Yang Harus Dikerjakan: Salin tanpa perubahan bagian teks tentang Warkop Udin Wati, mulai dari "Bagi yang ingin" sampai "yang cenderung sepi.".

Warkop Udin Wati, nama yang unik dan menggelitik. Ya, itulah nama sebuah kedai kopi di Kota Cimahi yang berlokasi di wilayah Cigugur Tengah ini. Karena namanya yang antik inilah saya jadi penasaran ingin berkunjung kesana dan mencicipi seduhan kopinya.
* Terkadang nama Warkop Udin Wati ini penyebutannya sering disingkat menjadi “UWat” saja oleh para penggemarnya.

Logo Warkop Udin Wati (via Twitter @warkopudinwati)
Saking penasarannya, saya langsung mengiyakan ketika diajak oleh Kang Infan (pemilik warkop Cangkir Kopi) untuk mengunjungi Warkop Udin Wati ini untuk pertama kalinya. Meskipun sudah tahu tentang kedai kopi ini tapi Kang Infan pun ternyata belum sempat singgah ke sana. Kami ingin sekali mencicipi bagaimana sih kopi buatan Mamang Udin dan Ceu Wati ini. 😀
Berangkat ke Lokasi Warkop Udin Wati
Saya dan Kang Infan berangkat sekitar jam setengah delapan malam dari jalan Kolonel Masturi. Sampai di Jalan Jend. H. Amir Mahmud (Jalan Raya Cimahi / Jalan Raya Cibabat) kemudian masuk ke Jl. Abdul Halim (Cigugur) dan masuk terus agak lumayan jauh. Lokasinya tepat berada di sebelah SMP PGRI 5 Cimahi.
Bagi yang ingin berkunjung ngopi ke sini juga, alamat lengkap Warung Kopi Udin Wati ini adalah Jl. Abdul Halim No. 17 Kelurahan Cigugur Tengah – Kecamatan Cimahi Tengah, Kota Cimahi 40522. Selain bisa diakses lewat Jalan Raya Cimahi, lokasi ini sepertinya bisa juga dituju melalui Jalan Raya Leuwigajah / Jl. Mahar Martanegara yang kemudian masuk melalui Jl. Cigugur Tengah. Supaya ngga nyasar, panduan lokasinya di Google Maps bisa dilihat di bagian bawah artikel ini. 🙂
Suasana di Warung Kopi Udin Wati
Begitu sampai di lokasi sekitar jam 8, saya mendapati ternyata di situ sedang lumayan ramai pengunjung, terlihat beberapa motor terparkir di depan kedai kopi ini. Lokasinya ini memang berada di tengah pemukiman penduduk, jadi memang mudah sekali ditemukan karena jelas suasananya kontras dengan suasana sekitarnya yang cenderung sepi.

Entri dari sebuah dataset:
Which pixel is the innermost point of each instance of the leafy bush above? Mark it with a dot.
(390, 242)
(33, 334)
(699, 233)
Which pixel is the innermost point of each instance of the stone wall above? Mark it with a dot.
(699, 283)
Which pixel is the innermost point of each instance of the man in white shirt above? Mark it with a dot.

Jawaban Benar:
Bagi yang ingin berkunjung ngopi ke sini juga, alamat lengkap Warung Kopi Udin Wati ini adalah Jl. Abdul Halim No. 17 Kelurahan Cigugur Tengah – Kecamatan Cimahi Tengah, Kota Cimahi 40522. Selain bisa diakses lewat Jalan Raya Cimahi, lokasi ini sepertinya bisa juga dituju melalui Jalan Raya Leuwigajah / Jl. Mahar Martanegara yang kemudian masuk melalui Jl. Cigugur Tengah. Supaya ngga nyasar, panduan lokasinya di Google Maps bisa dilihat di bagian bawah artikel ini. 🙂
Suasana di Warung Kopi Udin Wati
Begitu sampai di lokasi sekitar jam 8, saya mendapati ternyata di situ sedang lumayan ramai pengunjung, terlihat beberapa motor terparkir di depan kedai kopi ini. Lokasinya ini memang berada di tengah pemukiman penduduk, jadi memang mudah sekali ditemukan karena jelas suasananya kontras dengan suasana sekitarnya yang cenderung sepi.